**Passage fourni**.

::::::::

7 Décembre 2023
Projet de loi de Finances pour 2024 : Mission Médias, livre et industries culturelles (Compte spécial : avance à l'audiovisuel public)
Madame la Présidente,
Madame la Ministre,
Mes chers Collègues,
Les industries culturelles représentent un enjeu majeur de souveraineté. Qu’il s’agisse de notre musique, de nos films, de nos livres ou de nos jeux vidéo, toutes ces œuvres sont exportées dans le monde entier et diffusent notre histoire, notre culture, nos modes de vie, nos valeurs et nos paysages. Il importe donc de les conforter.
Le projet de loi de finances pour 2024 traduit parfaitement cette ambition d’universalité, avec un soutien renouvelé à ces différents secteurs et des crédits dédiés en progression de 7,6 % par rapport à 2023.
Concernant le livre, la politique de l’État consiste à favoriser le développement de la création littéraire et la diffusion la plus large possible, des pratiques de lecture.
Il s’agit bien entendu d’un motif de satisfaction mais nous savons combien l’industrie du livre est fragile.

::::::::

**Problème posé a**.
Selon le passage, de combien les crédits dédiés aux industries culturelles progressent-ils par rapport à 2023 ?

**Enregistrements à traiter**.
::::::::

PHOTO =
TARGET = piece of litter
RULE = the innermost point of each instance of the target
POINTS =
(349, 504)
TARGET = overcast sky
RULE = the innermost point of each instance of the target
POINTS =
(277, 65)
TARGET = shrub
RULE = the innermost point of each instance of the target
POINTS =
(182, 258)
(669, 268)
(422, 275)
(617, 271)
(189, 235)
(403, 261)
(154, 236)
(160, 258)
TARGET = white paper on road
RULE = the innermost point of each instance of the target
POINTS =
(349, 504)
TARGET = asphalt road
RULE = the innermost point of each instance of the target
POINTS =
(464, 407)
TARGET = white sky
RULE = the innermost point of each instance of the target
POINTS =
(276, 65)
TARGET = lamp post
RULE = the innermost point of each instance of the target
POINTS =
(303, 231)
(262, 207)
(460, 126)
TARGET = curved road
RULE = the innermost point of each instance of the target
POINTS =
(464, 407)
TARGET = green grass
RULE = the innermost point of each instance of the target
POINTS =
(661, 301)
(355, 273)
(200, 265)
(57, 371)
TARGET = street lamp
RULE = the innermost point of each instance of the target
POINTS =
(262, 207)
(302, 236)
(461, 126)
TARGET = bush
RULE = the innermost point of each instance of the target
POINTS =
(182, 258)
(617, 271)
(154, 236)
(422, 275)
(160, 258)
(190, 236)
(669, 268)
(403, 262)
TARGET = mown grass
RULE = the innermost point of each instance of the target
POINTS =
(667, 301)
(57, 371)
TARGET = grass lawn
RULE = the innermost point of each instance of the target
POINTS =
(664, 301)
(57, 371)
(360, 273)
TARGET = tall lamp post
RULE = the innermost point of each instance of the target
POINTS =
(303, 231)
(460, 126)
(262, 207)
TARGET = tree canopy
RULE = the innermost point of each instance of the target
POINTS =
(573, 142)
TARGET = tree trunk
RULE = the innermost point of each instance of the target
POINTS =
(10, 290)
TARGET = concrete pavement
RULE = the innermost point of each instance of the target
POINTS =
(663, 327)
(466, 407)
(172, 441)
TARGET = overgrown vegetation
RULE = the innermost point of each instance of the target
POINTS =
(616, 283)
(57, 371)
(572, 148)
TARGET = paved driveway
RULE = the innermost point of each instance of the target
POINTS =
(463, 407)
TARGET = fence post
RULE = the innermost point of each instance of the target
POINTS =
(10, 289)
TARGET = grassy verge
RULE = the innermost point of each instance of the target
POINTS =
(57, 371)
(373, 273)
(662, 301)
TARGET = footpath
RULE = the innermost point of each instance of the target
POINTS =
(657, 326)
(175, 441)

::::::::

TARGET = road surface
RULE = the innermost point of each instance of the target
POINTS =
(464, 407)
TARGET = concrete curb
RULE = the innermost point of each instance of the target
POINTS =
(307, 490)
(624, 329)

::::::::

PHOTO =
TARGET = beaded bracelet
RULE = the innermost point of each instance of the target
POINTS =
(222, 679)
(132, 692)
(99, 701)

::::::::

**Problème posé b**.
Comptez les lignes des enregistrements qui contiennent le mot "white" et indiquez seulement ce nombre.

**Réponse rédigée a**.
Ils progressent de 7,6 %.

**Réponse rédigée b**.
2